TRY IT -
From the entries below, extract every line that includes the word "white".

================================

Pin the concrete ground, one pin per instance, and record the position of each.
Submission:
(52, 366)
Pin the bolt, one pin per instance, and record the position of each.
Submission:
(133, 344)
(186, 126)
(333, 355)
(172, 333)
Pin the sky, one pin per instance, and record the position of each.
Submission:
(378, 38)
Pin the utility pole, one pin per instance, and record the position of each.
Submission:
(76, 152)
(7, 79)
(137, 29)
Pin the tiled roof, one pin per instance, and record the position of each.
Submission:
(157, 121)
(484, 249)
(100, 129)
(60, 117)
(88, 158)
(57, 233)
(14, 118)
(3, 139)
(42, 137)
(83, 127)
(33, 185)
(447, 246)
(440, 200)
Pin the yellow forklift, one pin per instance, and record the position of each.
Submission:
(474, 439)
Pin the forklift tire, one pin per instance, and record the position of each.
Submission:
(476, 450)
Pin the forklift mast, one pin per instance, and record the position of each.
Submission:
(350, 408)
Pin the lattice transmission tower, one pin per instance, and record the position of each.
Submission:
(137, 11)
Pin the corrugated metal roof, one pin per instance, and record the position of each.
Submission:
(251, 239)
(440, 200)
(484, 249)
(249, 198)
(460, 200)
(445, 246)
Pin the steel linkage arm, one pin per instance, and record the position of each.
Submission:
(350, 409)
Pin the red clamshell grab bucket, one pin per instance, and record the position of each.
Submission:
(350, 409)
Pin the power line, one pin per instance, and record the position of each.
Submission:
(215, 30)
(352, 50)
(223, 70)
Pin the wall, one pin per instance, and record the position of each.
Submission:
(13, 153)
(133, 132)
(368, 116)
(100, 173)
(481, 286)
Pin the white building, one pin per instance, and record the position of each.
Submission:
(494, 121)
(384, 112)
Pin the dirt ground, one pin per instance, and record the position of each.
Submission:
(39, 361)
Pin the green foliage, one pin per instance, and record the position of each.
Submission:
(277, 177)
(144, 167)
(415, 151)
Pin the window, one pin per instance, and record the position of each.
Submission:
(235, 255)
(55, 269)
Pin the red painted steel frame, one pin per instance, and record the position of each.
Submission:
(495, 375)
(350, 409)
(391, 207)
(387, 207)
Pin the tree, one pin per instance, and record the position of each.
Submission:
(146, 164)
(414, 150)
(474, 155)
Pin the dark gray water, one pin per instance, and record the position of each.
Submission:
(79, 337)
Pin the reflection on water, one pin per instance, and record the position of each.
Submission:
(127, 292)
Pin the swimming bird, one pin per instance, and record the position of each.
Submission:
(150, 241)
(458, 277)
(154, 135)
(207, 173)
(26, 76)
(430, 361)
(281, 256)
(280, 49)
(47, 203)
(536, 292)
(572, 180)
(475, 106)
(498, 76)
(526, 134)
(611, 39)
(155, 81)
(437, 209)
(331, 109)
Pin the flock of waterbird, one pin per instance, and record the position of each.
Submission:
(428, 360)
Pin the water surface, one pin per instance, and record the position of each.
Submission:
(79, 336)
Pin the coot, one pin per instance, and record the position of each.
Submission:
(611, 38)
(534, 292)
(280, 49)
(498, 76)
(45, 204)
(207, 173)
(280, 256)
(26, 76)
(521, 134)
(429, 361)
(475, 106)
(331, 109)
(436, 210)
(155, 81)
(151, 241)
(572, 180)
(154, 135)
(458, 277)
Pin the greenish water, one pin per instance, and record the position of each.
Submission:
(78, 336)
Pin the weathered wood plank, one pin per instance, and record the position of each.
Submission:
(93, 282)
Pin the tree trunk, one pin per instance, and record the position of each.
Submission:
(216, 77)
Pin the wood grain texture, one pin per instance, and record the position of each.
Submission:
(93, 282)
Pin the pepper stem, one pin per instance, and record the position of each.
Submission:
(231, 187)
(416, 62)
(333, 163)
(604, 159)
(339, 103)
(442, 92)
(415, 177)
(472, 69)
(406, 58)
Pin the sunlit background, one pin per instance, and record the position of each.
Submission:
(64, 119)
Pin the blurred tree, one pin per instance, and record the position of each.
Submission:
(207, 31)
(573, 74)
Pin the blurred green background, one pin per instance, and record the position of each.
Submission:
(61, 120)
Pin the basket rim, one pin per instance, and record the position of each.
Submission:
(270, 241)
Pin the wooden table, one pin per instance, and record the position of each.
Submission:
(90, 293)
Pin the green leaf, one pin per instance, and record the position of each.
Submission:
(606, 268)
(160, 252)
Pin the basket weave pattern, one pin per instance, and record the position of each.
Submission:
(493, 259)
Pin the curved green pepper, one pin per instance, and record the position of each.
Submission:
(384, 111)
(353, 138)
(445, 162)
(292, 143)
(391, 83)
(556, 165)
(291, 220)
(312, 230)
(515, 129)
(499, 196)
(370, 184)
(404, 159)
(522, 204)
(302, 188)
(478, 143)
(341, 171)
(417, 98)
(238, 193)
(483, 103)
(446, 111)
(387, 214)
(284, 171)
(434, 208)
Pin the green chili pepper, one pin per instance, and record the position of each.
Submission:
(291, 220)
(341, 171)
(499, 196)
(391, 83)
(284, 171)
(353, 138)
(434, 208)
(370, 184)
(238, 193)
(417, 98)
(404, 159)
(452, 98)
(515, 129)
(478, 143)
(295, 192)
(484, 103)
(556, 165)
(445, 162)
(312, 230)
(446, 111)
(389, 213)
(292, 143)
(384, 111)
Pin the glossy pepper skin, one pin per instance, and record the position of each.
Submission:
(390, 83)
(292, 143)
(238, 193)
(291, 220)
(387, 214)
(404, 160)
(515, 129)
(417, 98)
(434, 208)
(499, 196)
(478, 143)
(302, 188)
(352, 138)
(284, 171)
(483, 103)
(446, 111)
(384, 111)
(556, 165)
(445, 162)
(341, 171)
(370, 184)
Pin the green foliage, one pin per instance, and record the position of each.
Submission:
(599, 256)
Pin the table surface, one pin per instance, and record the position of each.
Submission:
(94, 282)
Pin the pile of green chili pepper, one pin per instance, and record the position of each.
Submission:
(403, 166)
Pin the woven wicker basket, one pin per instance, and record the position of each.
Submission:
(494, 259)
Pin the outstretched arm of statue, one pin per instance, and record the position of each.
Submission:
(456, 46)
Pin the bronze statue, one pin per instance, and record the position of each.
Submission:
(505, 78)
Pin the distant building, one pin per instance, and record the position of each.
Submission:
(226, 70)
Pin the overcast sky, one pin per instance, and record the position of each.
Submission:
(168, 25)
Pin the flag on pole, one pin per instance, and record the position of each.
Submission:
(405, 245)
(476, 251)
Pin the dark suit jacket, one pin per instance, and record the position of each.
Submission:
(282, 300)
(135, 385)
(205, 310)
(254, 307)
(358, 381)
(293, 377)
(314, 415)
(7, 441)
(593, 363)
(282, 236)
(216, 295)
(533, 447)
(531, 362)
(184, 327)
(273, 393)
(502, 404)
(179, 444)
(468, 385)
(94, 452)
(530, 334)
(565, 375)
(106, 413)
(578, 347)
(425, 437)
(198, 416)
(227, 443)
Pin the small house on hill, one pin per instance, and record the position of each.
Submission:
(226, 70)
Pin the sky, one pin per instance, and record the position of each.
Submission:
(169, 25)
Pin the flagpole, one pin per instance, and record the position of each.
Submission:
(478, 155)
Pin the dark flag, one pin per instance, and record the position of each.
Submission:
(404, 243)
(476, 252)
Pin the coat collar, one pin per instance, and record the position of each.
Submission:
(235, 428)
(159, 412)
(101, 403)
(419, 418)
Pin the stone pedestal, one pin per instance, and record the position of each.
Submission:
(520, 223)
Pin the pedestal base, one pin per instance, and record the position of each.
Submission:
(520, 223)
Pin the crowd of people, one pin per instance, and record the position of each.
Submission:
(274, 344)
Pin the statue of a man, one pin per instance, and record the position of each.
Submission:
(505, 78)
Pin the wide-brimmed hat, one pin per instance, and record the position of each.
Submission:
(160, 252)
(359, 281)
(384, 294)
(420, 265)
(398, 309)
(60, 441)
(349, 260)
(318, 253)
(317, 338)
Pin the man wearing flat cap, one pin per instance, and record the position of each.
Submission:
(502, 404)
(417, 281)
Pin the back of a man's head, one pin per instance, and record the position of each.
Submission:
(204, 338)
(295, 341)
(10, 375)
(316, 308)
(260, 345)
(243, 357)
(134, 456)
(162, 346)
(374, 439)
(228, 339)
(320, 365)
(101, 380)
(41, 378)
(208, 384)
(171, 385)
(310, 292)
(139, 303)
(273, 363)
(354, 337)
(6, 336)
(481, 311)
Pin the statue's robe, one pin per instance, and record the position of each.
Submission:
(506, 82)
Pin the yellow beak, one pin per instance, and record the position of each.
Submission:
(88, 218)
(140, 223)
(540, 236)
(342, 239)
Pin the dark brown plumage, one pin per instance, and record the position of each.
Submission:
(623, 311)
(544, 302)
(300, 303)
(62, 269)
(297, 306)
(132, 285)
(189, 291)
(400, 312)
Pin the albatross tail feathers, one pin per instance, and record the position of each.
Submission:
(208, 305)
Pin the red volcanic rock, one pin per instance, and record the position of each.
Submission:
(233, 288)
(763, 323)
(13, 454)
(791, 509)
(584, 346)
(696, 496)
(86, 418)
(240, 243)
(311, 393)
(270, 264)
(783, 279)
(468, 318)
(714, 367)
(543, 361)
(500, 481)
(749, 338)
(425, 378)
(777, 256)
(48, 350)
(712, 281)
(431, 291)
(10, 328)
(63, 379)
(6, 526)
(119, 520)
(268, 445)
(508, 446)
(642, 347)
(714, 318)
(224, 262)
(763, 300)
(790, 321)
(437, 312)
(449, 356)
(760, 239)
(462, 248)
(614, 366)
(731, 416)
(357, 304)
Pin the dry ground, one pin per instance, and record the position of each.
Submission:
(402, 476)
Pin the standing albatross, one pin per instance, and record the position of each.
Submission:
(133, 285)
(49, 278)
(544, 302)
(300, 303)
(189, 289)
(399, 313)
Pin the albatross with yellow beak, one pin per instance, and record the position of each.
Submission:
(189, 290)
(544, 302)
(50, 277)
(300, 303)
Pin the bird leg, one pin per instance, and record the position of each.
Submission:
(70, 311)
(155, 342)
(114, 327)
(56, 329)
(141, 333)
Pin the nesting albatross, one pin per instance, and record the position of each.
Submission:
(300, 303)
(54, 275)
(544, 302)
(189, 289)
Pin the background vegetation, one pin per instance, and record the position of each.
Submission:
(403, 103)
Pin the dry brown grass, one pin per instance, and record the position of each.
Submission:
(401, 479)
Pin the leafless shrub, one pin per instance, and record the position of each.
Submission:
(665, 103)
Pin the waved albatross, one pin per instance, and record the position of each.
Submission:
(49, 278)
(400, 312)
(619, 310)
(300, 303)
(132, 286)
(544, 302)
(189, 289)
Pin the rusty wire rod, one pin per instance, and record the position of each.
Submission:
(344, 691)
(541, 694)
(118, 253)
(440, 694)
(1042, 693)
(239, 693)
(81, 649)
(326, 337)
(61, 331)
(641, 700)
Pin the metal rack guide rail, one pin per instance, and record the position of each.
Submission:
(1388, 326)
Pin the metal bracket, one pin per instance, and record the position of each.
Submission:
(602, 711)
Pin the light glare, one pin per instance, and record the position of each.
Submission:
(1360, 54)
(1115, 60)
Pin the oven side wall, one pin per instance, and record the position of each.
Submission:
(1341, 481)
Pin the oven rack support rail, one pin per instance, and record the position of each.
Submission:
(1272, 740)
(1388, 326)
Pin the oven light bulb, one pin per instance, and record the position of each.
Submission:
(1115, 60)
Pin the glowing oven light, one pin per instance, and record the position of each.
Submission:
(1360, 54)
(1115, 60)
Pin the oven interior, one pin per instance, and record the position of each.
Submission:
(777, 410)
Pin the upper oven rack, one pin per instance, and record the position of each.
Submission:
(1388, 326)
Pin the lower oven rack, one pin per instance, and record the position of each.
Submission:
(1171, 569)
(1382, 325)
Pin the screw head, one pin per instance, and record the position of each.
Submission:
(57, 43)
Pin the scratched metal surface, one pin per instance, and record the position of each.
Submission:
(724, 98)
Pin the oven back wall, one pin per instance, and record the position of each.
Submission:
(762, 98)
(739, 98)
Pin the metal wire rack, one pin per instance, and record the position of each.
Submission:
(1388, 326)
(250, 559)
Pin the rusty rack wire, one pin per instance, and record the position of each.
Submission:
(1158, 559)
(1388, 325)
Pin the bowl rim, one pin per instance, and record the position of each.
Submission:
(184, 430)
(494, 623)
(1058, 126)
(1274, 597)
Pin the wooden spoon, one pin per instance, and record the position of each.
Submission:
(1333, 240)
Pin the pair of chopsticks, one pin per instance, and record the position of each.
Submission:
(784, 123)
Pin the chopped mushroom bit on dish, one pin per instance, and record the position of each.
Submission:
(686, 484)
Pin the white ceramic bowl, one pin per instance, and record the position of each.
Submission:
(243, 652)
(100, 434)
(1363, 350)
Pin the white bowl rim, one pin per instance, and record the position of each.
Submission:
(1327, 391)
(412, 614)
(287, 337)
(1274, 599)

================================

ANSWER -
Pin the white building, one pin per instance, and record the position of each.
Pin the white ceramic bowl, one pin per instance, and record the position of each.
Pin the white bowl rim, one pin per instance, and record the position of each.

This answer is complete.